# REQUIREMENT:
Search the entries for the word "building". Copy each line in which it is found.

# Saved entries:
▬▬▬
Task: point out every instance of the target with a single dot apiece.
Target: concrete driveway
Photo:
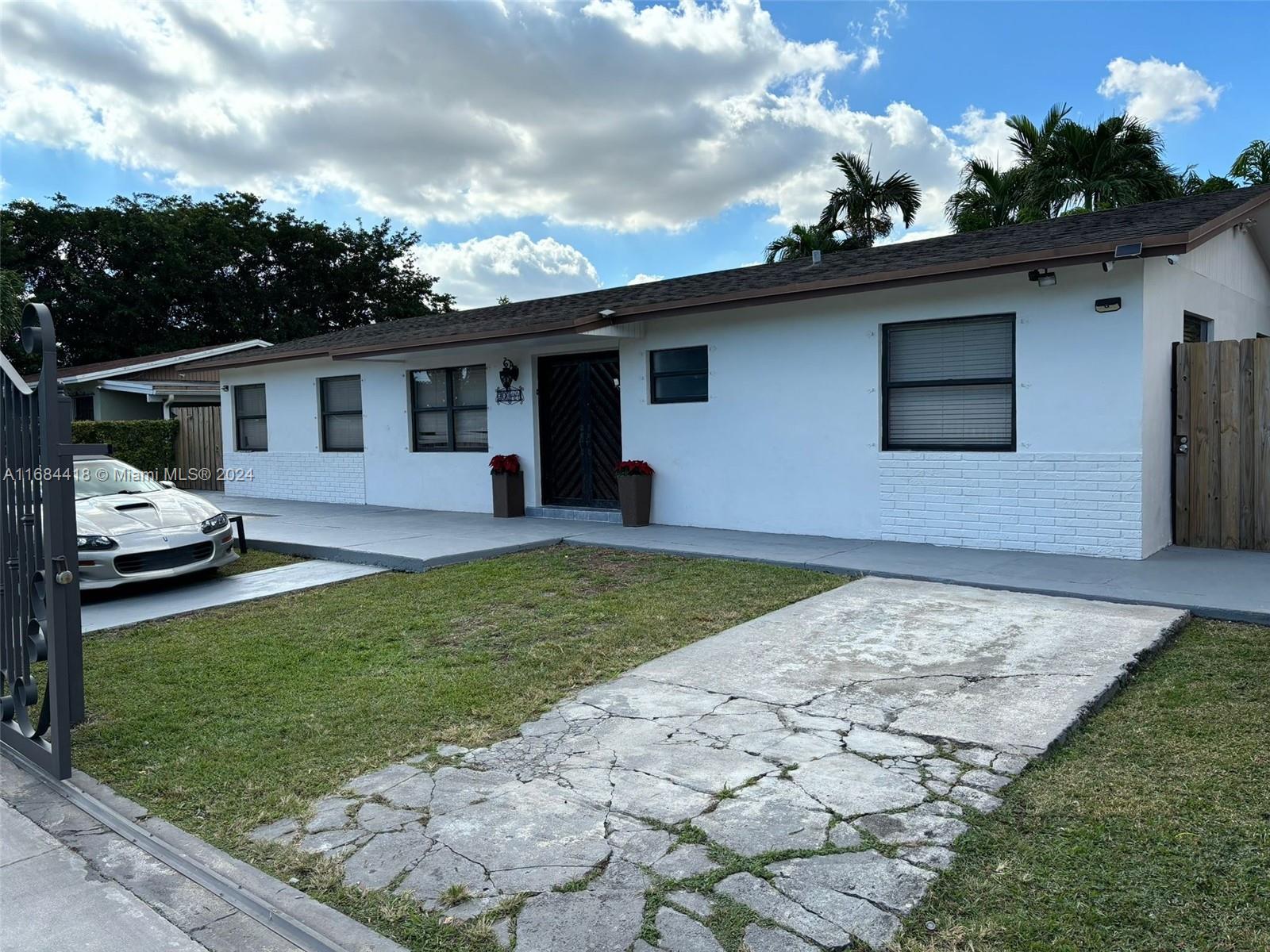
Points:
(884, 708)
(133, 605)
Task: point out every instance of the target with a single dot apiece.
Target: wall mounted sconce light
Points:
(507, 393)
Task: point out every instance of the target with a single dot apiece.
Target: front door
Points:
(581, 425)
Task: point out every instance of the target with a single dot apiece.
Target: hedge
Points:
(148, 444)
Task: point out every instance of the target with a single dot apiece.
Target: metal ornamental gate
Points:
(40, 606)
(1222, 444)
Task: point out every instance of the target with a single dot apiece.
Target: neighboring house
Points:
(1007, 389)
(146, 387)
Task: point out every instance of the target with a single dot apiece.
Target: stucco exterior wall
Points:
(789, 440)
(1227, 281)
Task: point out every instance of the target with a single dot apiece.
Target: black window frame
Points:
(654, 374)
(323, 413)
(239, 416)
(448, 409)
(887, 386)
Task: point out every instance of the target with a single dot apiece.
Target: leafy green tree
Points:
(148, 274)
(988, 198)
(863, 209)
(1114, 164)
(802, 241)
(1253, 164)
(12, 300)
(1191, 183)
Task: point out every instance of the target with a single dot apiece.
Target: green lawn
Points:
(257, 559)
(1149, 831)
(229, 719)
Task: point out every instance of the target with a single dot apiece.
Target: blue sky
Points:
(575, 146)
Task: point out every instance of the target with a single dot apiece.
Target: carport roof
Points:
(1165, 228)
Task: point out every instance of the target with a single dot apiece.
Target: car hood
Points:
(135, 512)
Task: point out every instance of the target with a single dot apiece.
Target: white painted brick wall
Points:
(314, 478)
(1076, 503)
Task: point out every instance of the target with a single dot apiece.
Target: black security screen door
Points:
(581, 420)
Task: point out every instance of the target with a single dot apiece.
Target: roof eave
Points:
(1070, 255)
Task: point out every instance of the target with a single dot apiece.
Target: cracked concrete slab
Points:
(884, 706)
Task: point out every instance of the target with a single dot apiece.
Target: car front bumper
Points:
(156, 554)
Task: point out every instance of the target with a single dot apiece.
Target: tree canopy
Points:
(150, 273)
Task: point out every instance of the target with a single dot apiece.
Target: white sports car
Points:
(133, 528)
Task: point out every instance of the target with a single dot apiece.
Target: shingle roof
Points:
(131, 363)
(1166, 226)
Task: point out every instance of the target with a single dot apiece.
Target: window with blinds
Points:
(341, 414)
(251, 425)
(450, 410)
(949, 385)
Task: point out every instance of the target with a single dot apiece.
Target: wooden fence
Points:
(1222, 444)
(200, 457)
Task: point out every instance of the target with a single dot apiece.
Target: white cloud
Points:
(986, 137)
(480, 271)
(607, 114)
(1159, 92)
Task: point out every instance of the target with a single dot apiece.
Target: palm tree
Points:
(802, 241)
(863, 209)
(988, 198)
(1191, 183)
(1117, 163)
(1254, 164)
(1030, 140)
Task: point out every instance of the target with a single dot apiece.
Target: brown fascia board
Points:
(1200, 234)
(1071, 255)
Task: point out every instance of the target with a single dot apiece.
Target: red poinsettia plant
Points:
(633, 467)
(507, 465)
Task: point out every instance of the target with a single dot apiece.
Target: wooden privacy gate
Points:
(1222, 444)
(200, 457)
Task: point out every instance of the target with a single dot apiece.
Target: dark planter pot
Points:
(637, 495)
(508, 494)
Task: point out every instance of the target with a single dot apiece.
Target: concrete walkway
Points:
(50, 899)
(130, 606)
(67, 881)
(884, 708)
(1210, 583)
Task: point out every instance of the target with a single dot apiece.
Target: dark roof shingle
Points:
(1170, 217)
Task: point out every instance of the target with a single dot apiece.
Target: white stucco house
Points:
(1007, 389)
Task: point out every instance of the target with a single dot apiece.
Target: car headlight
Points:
(217, 522)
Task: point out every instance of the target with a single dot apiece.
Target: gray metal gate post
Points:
(40, 606)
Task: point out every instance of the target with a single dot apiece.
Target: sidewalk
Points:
(1210, 582)
(50, 899)
(71, 882)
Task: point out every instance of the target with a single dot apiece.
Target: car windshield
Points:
(105, 478)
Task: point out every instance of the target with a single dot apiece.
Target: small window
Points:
(1195, 329)
(949, 385)
(341, 414)
(681, 376)
(450, 410)
(251, 428)
(84, 406)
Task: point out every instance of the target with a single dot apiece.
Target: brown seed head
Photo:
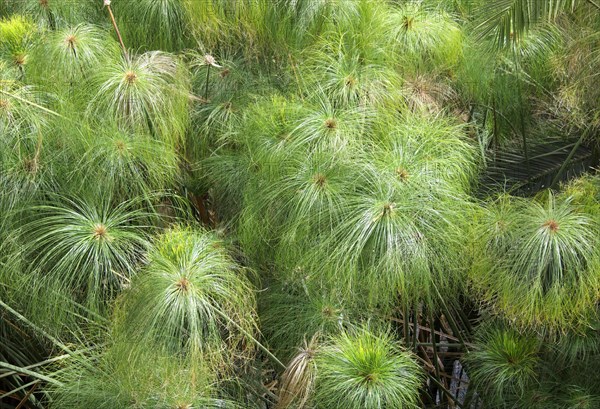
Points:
(330, 123)
(100, 231)
(20, 59)
(328, 311)
(402, 173)
(183, 285)
(551, 225)
(319, 180)
(408, 23)
(31, 165)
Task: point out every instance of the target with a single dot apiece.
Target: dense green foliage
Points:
(299, 204)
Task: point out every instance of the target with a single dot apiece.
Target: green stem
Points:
(207, 81)
(566, 162)
(33, 104)
(30, 373)
(246, 333)
(35, 327)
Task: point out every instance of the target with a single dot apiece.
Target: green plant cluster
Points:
(313, 204)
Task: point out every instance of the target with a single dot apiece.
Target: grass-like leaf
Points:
(366, 370)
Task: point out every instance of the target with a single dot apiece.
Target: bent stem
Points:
(258, 344)
(112, 19)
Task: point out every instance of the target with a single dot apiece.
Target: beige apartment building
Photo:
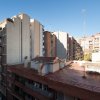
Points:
(90, 44)
(37, 38)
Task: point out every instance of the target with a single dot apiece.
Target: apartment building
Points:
(62, 45)
(37, 38)
(90, 44)
(17, 35)
(50, 43)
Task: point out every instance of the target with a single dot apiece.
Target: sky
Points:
(76, 17)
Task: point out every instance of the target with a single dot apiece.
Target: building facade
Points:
(90, 44)
(62, 45)
(50, 43)
(37, 38)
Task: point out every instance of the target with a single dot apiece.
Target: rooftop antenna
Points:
(84, 21)
(84, 33)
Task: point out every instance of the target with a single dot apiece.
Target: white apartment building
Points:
(21, 37)
(62, 44)
(36, 31)
(15, 38)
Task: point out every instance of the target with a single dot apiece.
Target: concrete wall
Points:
(25, 32)
(62, 45)
(37, 38)
(13, 41)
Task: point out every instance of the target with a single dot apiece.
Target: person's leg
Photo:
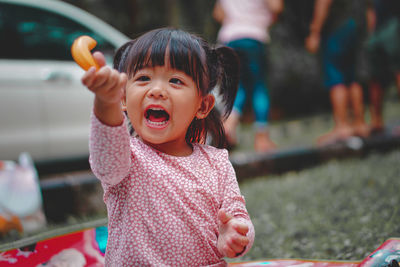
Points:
(261, 105)
(339, 97)
(360, 128)
(232, 122)
(398, 82)
(376, 106)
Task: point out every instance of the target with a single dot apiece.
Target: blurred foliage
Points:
(293, 75)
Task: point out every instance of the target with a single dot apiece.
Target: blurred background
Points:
(342, 209)
(292, 70)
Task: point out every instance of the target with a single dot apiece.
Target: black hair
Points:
(211, 68)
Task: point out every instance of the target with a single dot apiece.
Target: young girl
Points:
(171, 199)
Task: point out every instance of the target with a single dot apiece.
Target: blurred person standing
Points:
(244, 27)
(383, 48)
(336, 30)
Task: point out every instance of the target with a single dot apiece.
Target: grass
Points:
(340, 210)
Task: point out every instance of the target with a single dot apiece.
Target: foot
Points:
(262, 142)
(334, 136)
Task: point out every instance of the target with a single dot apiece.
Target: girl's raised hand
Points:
(232, 239)
(106, 83)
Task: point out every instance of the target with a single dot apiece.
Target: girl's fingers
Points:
(88, 77)
(224, 217)
(241, 240)
(229, 252)
(241, 228)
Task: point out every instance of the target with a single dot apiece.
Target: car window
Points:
(32, 33)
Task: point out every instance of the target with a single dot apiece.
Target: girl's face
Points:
(161, 102)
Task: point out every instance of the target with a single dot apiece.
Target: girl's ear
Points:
(123, 100)
(206, 106)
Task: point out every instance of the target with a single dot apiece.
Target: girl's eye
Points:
(176, 81)
(143, 78)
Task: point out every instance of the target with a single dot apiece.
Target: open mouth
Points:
(156, 116)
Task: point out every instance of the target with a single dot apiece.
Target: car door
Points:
(44, 107)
▬▬▬
# TASK ANSWER:
Target: beige apartment building
Target: apartment building
Target: building facade
Target: white apartment building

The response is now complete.